- [GIVEN PROBLEM]: Can you transcribe the passage on working time from "We have even" to "since the 2008."?

- [QUOTED PASSAGE]:
#####

We have even managed in our increasingly unequal society to divvy up time as an unequal commodity. Under-employment as well as unemployment is prevalent in low-income groups. Nearly 2.5 million are currently unemployed. Nearly one million worked part-time in the third quarter of 2009, because they could not find a full-time job, a rise of 30,000 over the previous quarter and up 30 per cent since the 2008.
A more equal distribution of working time would have clear environmental benefits. Leading economists are turning their attention to how we can manage with little or no economic growth, on the ground that continuing growth in the developed world cannot be ‘decoupled’ from carbon emissions sufficiently or in time to avoid disastrous climate change. Tim Jackson, Peter Victor and others have identified shorter working hours as one way to reduce labour and output overall without intensifying hardship or widening inequalities: share out the total of paid work more evenly across the population.
A 21-hour working week is a long way from today’s standard of 40 hours or more, but not so far-fetched when you consider the infinitely varied ways in which we actually spend our time. On average, people of working age spend 19.6 hours a week in paid employment and 20.4 hours in unpaid housework and childcare. Of course these averages mask huge inequalities, both between women and men and between income groups – not only in how they use their time, but also in how far they can control it. Bringing the standard nearer to the average could help to iron out these differences.

#####

- [PROVIDED INFORMATION]:
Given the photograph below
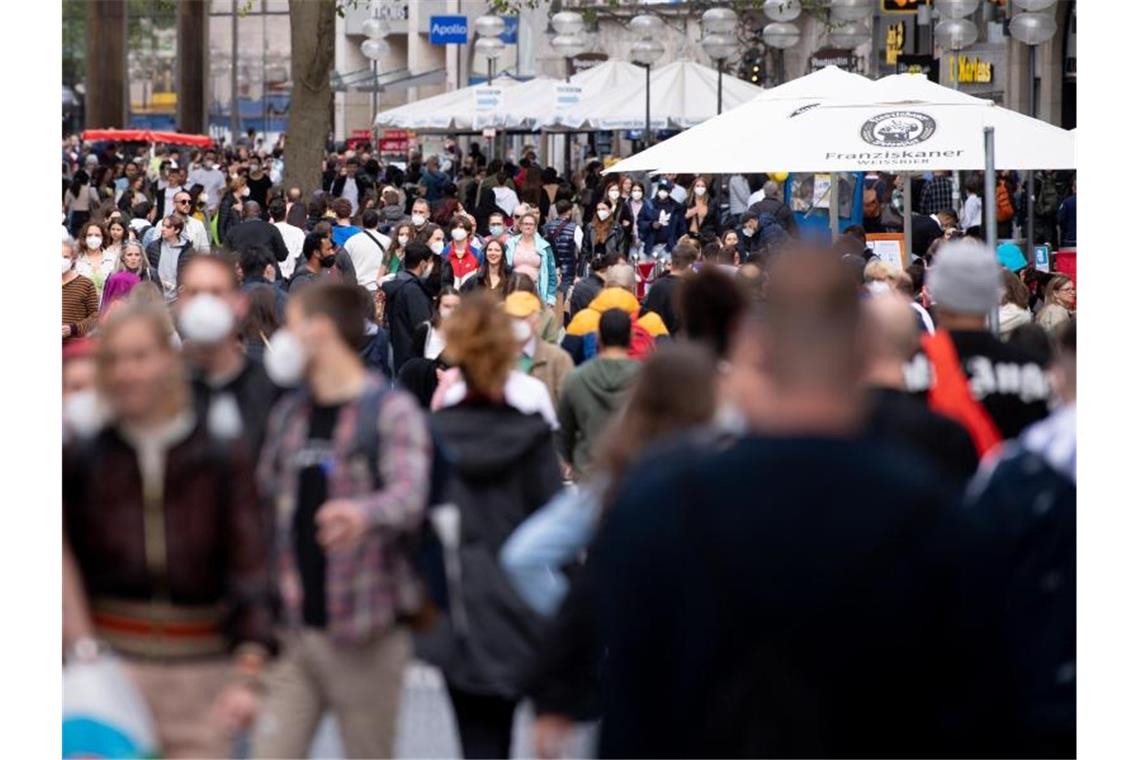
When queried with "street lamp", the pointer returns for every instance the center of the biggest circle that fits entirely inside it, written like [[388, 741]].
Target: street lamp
[[488, 43], [1032, 26], [718, 24], [644, 51]]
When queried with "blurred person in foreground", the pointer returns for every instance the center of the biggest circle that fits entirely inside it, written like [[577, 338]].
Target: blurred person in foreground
[[164, 550], [995, 390], [1024, 501], [505, 468], [817, 621], [345, 475]]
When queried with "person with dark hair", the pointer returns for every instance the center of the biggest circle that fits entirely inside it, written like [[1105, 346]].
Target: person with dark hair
[[1024, 505], [367, 250], [594, 391], [746, 606], [661, 296], [408, 301], [169, 254], [341, 514], [710, 305], [253, 230]]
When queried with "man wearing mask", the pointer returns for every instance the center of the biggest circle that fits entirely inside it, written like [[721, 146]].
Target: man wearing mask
[[259, 182], [345, 474], [318, 256], [408, 301], [661, 221], [231, 391]]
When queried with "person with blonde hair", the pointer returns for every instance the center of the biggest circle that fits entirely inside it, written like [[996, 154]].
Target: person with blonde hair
[[165, 536], [504, 468]]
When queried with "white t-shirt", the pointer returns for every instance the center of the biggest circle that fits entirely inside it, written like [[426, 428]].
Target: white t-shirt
[[364, 248], [294, 240], [523, 392]]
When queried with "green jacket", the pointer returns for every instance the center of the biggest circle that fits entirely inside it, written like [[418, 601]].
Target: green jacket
[[591, 395]]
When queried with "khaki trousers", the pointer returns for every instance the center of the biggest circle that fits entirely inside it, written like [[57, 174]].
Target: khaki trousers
[[360, 685], [181, 699]]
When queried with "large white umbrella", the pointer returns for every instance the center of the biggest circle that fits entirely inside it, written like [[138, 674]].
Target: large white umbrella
[[682, 95], [898, 123], [454, 111]]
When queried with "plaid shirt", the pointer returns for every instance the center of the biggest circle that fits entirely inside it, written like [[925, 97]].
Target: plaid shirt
[[937, 195], [372, 583]]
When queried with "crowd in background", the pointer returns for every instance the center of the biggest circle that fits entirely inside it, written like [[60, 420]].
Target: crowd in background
[[634, 449]]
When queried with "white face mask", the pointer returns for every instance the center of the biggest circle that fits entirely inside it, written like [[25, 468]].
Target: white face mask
[[205, 320], [285, 359]]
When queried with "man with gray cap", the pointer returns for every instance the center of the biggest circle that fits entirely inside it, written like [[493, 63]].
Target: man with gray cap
[[994, 389]]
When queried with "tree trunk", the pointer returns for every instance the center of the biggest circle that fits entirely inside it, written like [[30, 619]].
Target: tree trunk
[[312, 25]]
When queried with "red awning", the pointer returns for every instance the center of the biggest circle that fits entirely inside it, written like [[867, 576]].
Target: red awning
[[146, 136]]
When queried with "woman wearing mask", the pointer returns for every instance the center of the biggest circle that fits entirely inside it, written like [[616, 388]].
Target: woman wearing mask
[[80, 198], [528, 253], [168, 540], [428, 340], [603, 234], [498, 482], [96, 262], [493, 275], [1015, 304], [1060, 304], [701, 215], [80, 299], [132, 259], [393, 258], [461, 256]]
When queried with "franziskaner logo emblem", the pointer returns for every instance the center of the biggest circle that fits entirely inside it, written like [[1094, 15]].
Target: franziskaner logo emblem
[[897, 129]]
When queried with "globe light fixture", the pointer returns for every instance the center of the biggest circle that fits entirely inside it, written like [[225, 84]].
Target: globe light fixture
[[1033, 27], [782, 10]]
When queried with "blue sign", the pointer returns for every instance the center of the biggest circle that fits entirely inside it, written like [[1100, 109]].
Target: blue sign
[[448, 30], [510, 34]]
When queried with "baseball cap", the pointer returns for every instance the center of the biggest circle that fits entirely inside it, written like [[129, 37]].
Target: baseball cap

#####

- [ANSWER TO THE TASK]:
We have even managed in our increasingly unequal society to divvy up time as an unequal commodity. Under-employment as well as unemployment is prevalent in low-income groups. Nearly 2.5 million are currently unemployed. Nearly one million worked part-time in the third quarter of 2009, because they could not find a full-time job, a rise of 30,000 over the previous quarter and up 30 per cent since the 2008.